Brief: Repeat the rows in the stretch from the line containing "Spot every instance of the man riding" through the line containing "x=217 y=110", swapping "bicycle" for "bike" and leaving everything else as it is.

Data records:

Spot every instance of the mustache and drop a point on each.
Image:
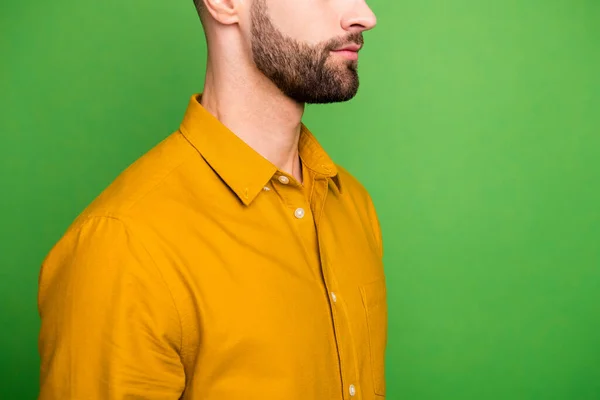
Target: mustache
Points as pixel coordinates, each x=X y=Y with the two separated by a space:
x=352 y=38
...
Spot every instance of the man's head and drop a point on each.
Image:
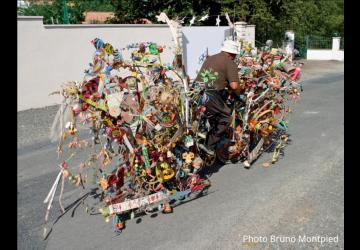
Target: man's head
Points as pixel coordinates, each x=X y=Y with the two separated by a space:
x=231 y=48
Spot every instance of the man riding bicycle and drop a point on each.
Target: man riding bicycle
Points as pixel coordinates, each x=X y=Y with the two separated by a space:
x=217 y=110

The output:
Spot every instance of the man riding bike and drop a point on each.
Target: man riding bike
Points as pixel coordinates, each x=X y=Y with the two separated by a space:
x=217 y=110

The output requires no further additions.